__PROBLEM STATEMENT__
Print every one of the records below verbatim, keeping each line unchanged.

__INPUT MATERIAL__
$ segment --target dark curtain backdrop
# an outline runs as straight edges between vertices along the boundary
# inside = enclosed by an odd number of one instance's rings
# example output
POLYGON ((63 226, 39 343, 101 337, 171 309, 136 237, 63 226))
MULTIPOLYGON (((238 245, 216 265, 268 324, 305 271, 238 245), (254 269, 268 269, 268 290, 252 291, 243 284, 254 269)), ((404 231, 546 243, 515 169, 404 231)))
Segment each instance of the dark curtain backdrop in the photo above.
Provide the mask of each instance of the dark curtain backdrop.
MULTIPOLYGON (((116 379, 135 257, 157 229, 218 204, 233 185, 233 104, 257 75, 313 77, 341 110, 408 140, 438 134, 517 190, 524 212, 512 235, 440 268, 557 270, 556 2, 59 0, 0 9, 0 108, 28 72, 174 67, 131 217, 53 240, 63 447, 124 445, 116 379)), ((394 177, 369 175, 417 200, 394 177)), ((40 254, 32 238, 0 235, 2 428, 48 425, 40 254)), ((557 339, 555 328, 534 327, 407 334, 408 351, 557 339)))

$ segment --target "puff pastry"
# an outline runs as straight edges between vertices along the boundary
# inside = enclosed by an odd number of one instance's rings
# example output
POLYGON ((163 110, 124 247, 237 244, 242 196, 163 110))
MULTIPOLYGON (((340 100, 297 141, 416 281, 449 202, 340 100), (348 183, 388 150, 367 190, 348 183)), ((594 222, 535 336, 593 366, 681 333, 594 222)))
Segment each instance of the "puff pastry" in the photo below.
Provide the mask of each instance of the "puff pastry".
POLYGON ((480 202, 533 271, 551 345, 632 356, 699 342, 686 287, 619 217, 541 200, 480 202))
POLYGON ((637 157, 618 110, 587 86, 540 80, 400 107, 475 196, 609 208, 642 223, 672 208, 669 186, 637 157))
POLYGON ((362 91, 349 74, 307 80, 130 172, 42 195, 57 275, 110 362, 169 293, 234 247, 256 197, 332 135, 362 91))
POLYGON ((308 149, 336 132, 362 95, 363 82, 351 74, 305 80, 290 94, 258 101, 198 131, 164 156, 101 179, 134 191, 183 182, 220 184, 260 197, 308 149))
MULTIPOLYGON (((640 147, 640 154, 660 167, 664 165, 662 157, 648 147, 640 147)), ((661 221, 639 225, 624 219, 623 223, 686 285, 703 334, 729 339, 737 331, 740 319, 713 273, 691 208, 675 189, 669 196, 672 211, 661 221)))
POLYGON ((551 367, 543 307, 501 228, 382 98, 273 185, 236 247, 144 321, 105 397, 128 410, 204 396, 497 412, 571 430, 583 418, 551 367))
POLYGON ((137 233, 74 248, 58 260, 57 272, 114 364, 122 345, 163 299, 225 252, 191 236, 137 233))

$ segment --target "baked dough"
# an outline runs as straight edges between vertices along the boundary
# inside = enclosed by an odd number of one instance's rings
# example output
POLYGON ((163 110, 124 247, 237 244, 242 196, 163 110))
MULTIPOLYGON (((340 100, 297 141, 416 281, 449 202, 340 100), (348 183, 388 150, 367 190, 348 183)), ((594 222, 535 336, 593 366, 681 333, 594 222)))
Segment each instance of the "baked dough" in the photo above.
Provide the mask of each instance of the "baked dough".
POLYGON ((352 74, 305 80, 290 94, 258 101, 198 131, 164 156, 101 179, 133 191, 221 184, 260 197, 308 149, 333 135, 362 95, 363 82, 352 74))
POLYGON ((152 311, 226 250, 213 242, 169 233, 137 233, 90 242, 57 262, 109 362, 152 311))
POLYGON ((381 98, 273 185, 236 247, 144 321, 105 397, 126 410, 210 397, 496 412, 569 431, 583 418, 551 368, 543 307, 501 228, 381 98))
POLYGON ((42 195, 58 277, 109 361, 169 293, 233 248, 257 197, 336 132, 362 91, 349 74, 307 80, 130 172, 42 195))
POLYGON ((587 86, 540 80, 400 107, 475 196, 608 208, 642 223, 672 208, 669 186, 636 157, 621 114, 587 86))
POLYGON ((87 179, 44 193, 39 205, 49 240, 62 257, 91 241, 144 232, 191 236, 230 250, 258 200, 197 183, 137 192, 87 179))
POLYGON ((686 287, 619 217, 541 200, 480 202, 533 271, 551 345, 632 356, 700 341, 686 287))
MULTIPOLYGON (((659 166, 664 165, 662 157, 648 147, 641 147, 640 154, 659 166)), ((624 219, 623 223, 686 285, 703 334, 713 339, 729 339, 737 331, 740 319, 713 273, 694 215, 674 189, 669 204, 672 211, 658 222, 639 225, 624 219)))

__SOLVED EXERCISE__
$ segment --target dark curtain backdrop
# an outline runs as straight edges between vertices along the boundary
# inside = enclosed by an odd number of one instance's rings
# example output
POLYGON ((63 226, 39 343, 101 337, 171 309, 136 237, 63 226))
MULTIPOLYGON (((238 245, 216 265, 268 324, 305 271, 238 245), (254 269, 268 269, 268 290, 252 291, 243 284, 254 269)), ((404 231, 546 243, 515 169, 404 231)))
Segment each instance of the dark curtain backdrop in the photo above.
Provide the mask of each instance of the dark curtain backdrop.
MULTIPOLYGON (((116 379, 135 257, 157 229, 218 204, 233 185, 233 104, 257 75, 313 77, 341 110, 408 140, 438 134, 517 190, 524 212, 512 235, 440 268, 557 270, 556 2, 59 0, 0 9, 0 108, 28 72, 174 67, 131 217, 53 240, 63 447, 124 445, 116 379)), ((394 177, 369 175, 417 200, 394 177)), ((40 254, 32 238, 0 235, 2 428, 48 425, 40 254)), ((557 339, 555 328, 534 327, 407 334, 408 351, 557 339)))

$ segment --target "puff pastry"
# an outline runs as straight edges between vertices along the boundary
# inside = enclosed by an odd number of one instance's rings
# example output
POLYGON ((163 110, 124 247, 237 244, 242 196, 163 110))
MULTIPOLYGON (((340 100, 297 141, 416 281, 449 202, 340 100), (348 183, 388 150, 367 190, 348 183)), ((594 222, 535 336, 593 366, 681 333, 594 222)))
Segment each instance of the "puff pastry" in the photo below.
Provide the mask of each instance of the "puff pastry".
POLYGON ((480 202, 533 271, 551 345, 632 356, 699 342, 686 287, 619 217, 541 200, 480 202))
POLYGON ((637 157, 618 110, 587 86, 540 80, 400 107, 475 196, 609 208, 642 223, 672 208, 669 186, 637 157))
POLYGON ((362 91, 349 74, 307 80, 130 172, 42 195, 57 275, 110 362, 169 293, 234 247, 256 197, 332 135, 362 91))
POLYGON ((308 149, 336 132, 362 95, 363 82, 351 74, 305 80, 290 94, 258 101, 198 131, 164 156, 101 179, 134 191, 183 182, 220 184, 260 197, 308 149))
MULTIPOLYGON (((640 147, 640 154, 660 167, 664 165, 662 157, 648 147, 640 147)), ((661 221, 639 225, 624 219, 623 223, 686 285, 703 334, 729 339, 737 331, 740 319, 713 273, 691 208, 675 189, 669 196, 672 211, 661 221)))
POLYGON ((551 367, 543 307, 501 228, 382 98, 273 185, 236 247, 144 321, 105 397, 128 410, 204 396, 497 412, 571 430, 583 418, 551 367))
POLYGON ((137 233, 74 248, 58 260, 57 272, 114 364, 122 345, 163 299, 225 252, 191 236, 137 233))

$ segment --target "baked dough"
# an outline runs as straight edges between vertices along the boundary
# inside = enclosed by an odd number of one instance's rings
# example output
POLYGON ((163 110, 124 247, 237 244, 242 196, 163 110))
MULTIPOLYGON (((340 100, 297 141, 416 281, 449 202, 340 100), (348 183, 388 150, 367 190, 348 183)), ((594 222, 535 336, 593 366, 681 333, 594 222)))
Segment each instance of the "baked dough" in the photo above.
Provide the mask of each instance of the "baked dough".
POLYGON ((352 74, 305 80, 290 94, 258 101, 198 131, 164 156, 101 179, 133 191, 221 184, 260 197, 308 149, 333 135, 362 95, 363 82, 352 74))
POLYGON ((152 311, 226 250, 213 242, 169 233, 137 233, 90 242, 57 262, 109 362, 152 311))
POLYGON ((381 98, 273 185, 236 247, 144 321, 105 397, 126 410, 210 397, 496 412, 569 431, 583 418, 551 368, 543 307, 501 228, 381 98))
POLYGON ((42 195, 58 277, 109 361, 169 293, 233 248, 257 197, 336 132, 362 91, 349 74, 307 80, 130 172, 42 195))
POLYGON ((587 86, 540 80, 400 107, 475 196, 608 208, 642 223, 672 208, 669 186, 636 157, 621 114, 587 86))
POLYGON ((87 179, 44 193, 39 205, 49 240, 62 257, 91 241, 144 232, 191 236, 230 250, 258 200, 197 183, 137 192, 87 179))
POLYGON ((686 287, 619 217, 541 200, 480 202, 533 271, 551 345, 632 356, 700 341, 686 287))
MULTIPOLYGON (((659 166, 664 165, 662 157, 648 147, 641 147, 640 154, 659 166)), ((624 219, 623 223, 686 285, 703 334, 713 339, 729 339, 737 331, 740 319, 713 273, 694 215, 674 189, 669 204, 672 211, 658 222, 639 225, 624 219)))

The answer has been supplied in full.